/---

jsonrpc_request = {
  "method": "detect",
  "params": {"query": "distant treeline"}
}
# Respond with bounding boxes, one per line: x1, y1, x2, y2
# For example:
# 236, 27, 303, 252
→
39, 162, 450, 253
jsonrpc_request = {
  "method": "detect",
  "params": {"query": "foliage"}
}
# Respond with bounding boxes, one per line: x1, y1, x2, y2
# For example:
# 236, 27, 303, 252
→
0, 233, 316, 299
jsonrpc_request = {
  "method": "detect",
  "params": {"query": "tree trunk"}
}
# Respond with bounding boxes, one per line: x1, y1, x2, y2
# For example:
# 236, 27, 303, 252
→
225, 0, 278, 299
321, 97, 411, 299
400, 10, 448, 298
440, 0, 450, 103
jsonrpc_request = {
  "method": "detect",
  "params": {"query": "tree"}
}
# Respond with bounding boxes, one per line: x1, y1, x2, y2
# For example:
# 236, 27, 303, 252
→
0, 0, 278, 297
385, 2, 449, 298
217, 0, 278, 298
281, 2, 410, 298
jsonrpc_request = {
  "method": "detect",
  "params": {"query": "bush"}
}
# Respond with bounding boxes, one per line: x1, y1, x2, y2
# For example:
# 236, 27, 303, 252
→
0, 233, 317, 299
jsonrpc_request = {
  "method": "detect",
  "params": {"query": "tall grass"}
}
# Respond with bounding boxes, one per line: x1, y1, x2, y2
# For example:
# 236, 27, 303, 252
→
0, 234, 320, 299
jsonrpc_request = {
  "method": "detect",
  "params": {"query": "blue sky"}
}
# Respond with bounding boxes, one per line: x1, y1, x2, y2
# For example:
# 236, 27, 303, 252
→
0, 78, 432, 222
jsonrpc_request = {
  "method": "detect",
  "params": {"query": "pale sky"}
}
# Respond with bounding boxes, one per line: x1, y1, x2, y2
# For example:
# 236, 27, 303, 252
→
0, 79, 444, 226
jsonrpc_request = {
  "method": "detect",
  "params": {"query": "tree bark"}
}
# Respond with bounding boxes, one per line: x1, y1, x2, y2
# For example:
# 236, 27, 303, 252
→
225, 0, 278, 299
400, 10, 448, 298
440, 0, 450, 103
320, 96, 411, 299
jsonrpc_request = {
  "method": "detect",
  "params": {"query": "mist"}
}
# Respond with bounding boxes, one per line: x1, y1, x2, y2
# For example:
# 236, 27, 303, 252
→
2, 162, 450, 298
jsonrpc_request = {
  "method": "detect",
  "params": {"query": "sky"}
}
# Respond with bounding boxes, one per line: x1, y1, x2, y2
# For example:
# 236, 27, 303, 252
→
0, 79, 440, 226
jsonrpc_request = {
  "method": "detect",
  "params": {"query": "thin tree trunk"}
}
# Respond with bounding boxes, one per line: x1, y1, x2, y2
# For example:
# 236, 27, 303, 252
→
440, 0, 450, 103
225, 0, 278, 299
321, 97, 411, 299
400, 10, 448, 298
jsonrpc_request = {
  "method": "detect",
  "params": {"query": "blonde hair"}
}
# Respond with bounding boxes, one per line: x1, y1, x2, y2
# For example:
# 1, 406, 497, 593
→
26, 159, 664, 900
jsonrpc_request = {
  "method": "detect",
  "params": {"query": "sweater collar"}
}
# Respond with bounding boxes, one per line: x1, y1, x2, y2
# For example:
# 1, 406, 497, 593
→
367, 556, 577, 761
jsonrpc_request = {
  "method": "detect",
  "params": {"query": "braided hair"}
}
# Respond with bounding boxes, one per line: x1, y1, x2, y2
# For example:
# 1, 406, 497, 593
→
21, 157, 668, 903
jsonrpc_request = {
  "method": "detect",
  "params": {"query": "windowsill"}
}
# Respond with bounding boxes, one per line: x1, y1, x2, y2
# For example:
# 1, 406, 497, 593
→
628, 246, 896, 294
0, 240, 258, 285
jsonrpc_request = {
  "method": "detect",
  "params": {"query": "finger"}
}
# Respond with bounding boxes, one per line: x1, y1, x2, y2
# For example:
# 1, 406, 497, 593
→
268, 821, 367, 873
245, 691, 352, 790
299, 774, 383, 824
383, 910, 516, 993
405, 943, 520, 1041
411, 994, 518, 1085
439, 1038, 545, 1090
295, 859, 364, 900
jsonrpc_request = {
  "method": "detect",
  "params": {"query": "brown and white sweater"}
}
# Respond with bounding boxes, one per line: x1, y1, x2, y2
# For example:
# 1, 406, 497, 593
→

\---

*Given instruction*.
Rewrite the data above so that every "detect" is renamed "locate", with everything else left unchanged.

*Exercise solution*.
jsonrpc_request = {
  "method": "locate",
  "params": {"query": "distant treeline"}
}
# Respond with bounding boxes, one per line: x1, y1, x2, y2
# For example:
# 236, 27, 303, 252
→
39, 162, 450, 253
jsonrpc_request = {
  "method": "locate",
  "params": {"query": "foliage"}
}
# Respond with bounding boxes, one per line: x1, y1, x2, y2
# For example:
# 236, 27, 303, 252
→
0, 233, 316, 299
jsonrpc_request = {
  "method": "locate",
  "params": {"query": "tree trunk"}
}
# Respond with bounding boxes, one per line: x1, y1, x2, y2
# For example:
# 236, 27, 303, 252
→
225, 0, 278, 299
321, 97, 411, 299
400, 10, 448, 298
440, 0, 450, 103
jsonrpc_request = {
  "method": "locate",
  "params": {"query": "tree"}
}
# Respond with bounding boxes, one per line: x1, y1, x2, y2
# For example:
# 236, 27, 303, 252
→
0, 0, 278, 297
385, 2, 449, 298
217, 0, 278, 298
281, 2, 410, 298
jsonrpc_request = {
  "method": "locate",
  "params": {"query": "bush"}
}
# Respond with bounding boxes, one per line: x1, y1, x2, y2
# For example:
# 236, 27, 303, 252
→
0, 233, 317, 299
jsonrpc_request = {
  "method": "locate",
  "params": {"query": "tall grass"}
}
# Respond with bounding boxes, one per line: x1, y1, x2, y2
# For example:
# 236, 27, 303, 252
→
0, 234, 320, 299
jsonrpc_request = {
  "method": "locate",
  "params": {"query": "blue sky"}
}
# Respond with bounding boxes, one per line: x1, y1, x2, y2
# For example:
# 236, 27, 303, 252
→
0, 78, 432, 222
jsonrpc_request = {
  "method": "locate",
  "params": {"query": "pale sky"}
}
# Respond with bounding boxes, one per line: x1, y1, x2, y2
# For example:
# 236, 27, 303, 252
→
0, 79, 444, 226
jsonrpc_request = {
  "method": "locate",
  "params": {"query": "tree bark"}
}
# Respond with bounding boxes, one per line: x1, y1, x2, y2
# For example:
# 236, 27, 303, 252
→
225, 0, 278, 299
400, 10, 448, 298
440, 0, 450, 103
320, 96, 411, 299
jsonrpc_request = {
  "method": "locate",
  "params": {"query": "mist"}
}
# Respond with bounding boxes, one per line: x1, y1, x2, y2
# For example:
# 236, 27, 303, 252
→
2, 162, 450, 298
jsonrpc_request = {
  "method": "locate",
  "params": {"query": "sky"}
}
# Respond with bounding boxes, one per line: x1, y1, x2, y2
# For example:
# 236, 27, 303, 252
→
0, 79, 440, 226
jsonrpc_request = {
  "method": "locate",
  "params": {"query": "thin tree trunk"}
}
# Respond with bounding boxes, one per line: x1, y1, x2, y2
# For example:
# 236, 27, 303, 252
→
440, 0, 450, 103
225, 0, 278, 299
321, 97, 411, 299
400, 10, 448, 298
jsonrpc_request = {
  "method": "locate",
  "params": {"query": "blonde hair"}
}
# Respond with bounding boxes, one per line: x1, y1, x2, y2
# For example:
# 1, 406, 497, 593
→
26, 159, 664, 900
jsonrpc_request = {
  "method": "locate",
  "params": {"query": "sweater collar"}
}
# Respond with bounding boxes, one per line: x1, y1, x2, y2
# For example:
# 1, 406, 497, 593
→
367, 556, 577, 761
jsonrpc_request = {
  "method": "locate",
  "params": {"query": "braided hair"}
}
# Respond with bounding boxes, one per line: x1, y1, x2, y2
# For example:
# 1, 406, 497, 593
→
21, 157, 668, 903
jsonrpc_request = {
  "method": "locate",
  "params": {"query": "windowsill"}
}
# Respond with bounding boxes, one per line: x1, y1, x2, y2
# For example:
# 1, 406, 497, 593
→
628, 246, 896, 294
0, 240, 258, 285
jsonrpc_request = {
  "method": "locate",
  "params": {"query": "finger"}
}
# Respond with bounding boxes, one per line: x1, y1, x2, y2
# For example:
# 1, 406, 497, 593
→
268, 821, 367, 873
245, 691, 352, 790
299, 774, 383, 824
383, 910, 516, 993
405, 943, 520, 1041
411, 994, 518, 1085
439, 1038, 545, 1090
295, 859, 364, 900
jsonrpc_request = {
  "method": "locate",
  "params": {"query": "brown and white sweater"}
}
# Respond with bounding boxes, one per line: x1, y1, x2, y2
# For example:
# 1, 406, 497, 593
→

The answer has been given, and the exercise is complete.